Data entries -
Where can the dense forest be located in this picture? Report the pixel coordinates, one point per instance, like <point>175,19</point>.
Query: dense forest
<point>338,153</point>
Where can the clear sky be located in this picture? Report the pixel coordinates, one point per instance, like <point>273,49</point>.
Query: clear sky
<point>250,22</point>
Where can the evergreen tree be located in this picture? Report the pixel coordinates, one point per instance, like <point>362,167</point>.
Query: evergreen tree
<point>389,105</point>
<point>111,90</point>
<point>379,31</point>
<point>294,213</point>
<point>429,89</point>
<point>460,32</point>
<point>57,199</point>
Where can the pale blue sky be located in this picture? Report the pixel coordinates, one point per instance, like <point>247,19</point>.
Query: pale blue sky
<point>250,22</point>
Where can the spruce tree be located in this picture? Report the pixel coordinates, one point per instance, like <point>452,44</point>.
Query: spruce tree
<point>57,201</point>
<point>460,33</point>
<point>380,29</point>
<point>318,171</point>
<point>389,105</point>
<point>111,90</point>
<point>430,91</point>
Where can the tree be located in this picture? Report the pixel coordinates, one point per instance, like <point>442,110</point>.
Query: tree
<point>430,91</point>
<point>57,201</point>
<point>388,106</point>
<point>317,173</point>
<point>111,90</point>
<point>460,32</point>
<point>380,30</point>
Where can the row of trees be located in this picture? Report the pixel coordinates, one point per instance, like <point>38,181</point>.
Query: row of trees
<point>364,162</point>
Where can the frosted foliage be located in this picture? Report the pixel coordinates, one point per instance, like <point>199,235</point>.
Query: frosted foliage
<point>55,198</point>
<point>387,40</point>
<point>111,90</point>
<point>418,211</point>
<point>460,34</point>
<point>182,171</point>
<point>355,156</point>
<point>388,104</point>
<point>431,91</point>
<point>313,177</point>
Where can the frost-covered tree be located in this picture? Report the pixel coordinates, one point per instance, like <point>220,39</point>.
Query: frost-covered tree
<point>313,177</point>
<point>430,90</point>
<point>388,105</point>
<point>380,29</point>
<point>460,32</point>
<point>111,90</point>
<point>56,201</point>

YOUR OBJECTIVE - Type the records again in full, matching them exactly.

SOLUTION BELOW -
Where can the dense forest be located in this picture? Report the pixel coordinates, one point per instance, like <point>175,19</point>.
Query: dense forest
<point>338,153</point>
Where can the clear sky be located in this picture? Report the pixel coordinates, one point per instance, like <point>273,49</point>.
Query: clear sky
<point>250,22</point>
Where can the evergreen tree be located in this picture? Report the pixel coordinates, one point per instance, like <point>362,167</point>.
Query: evergreen tree
<point>389,105</point>
<point>111,90</point>
<point>379,31</point>
<point>294,213</point>
<point>429,89</point>
<point>460,32</point>
<point>57,199</point>
Where can the pale blue sky be located in this picture? Report the pixel coordinates, one point per instance, like <point>247,19</point>.
Query: pale blue sky
<point>250,22</point>
Where can the spruce tree be located in this picture? Report the pixel coordinates, one point per instance, like <point>452,44</point>.
Query: spruce tree
<point>57,201</point>
<point>460,33</point>
<point>380,29</point>
<point>318,171</point>
<point>389,105</point>
<point>111,90</point>
<point>430,91</point>
Where can the tree be located in this picture? Report the pixel coordinates, one point per instance, like <point>442,110</point>.
Query: tree
<point>430,91</point>
<point>57,201</point>
<point>388,106</point>
<point>317,173</point>
<point>111,90</point>
<point>460,32</point>
<point>380,30</point>
Where can the row of trees be located in this picture? Report the pixel coordinates, one point per instance, like <point>38,181</point>.
Query: row of trees
<point>364,162</point>
Where can the frosted foliage be located in this picture? Report the pixel coordinates, one point per instance, like <point>199,235</point>.
Query: frosted foliage
<point>55,198</point>
<point>387,40</point>
<point>111,90</point>
<point>418,211</point>
<point>460,34</point>
<point>182,171</point>
<point>355,156</point>
<point>388,104</point>
<point>431,91</point>
<point>313,177</point>
Where can the frost-covered tree be located in this picture? Report the pixel coordinates, one point per instance, like <point>220,39</point>.
Query: frost-covered tree
<point>313,177</point>
<point>430,90</point>
<point>388,105</point>
<point>380,29</point>
<point>460,32</point>
<point>111,90</point>
<point>56,201</point>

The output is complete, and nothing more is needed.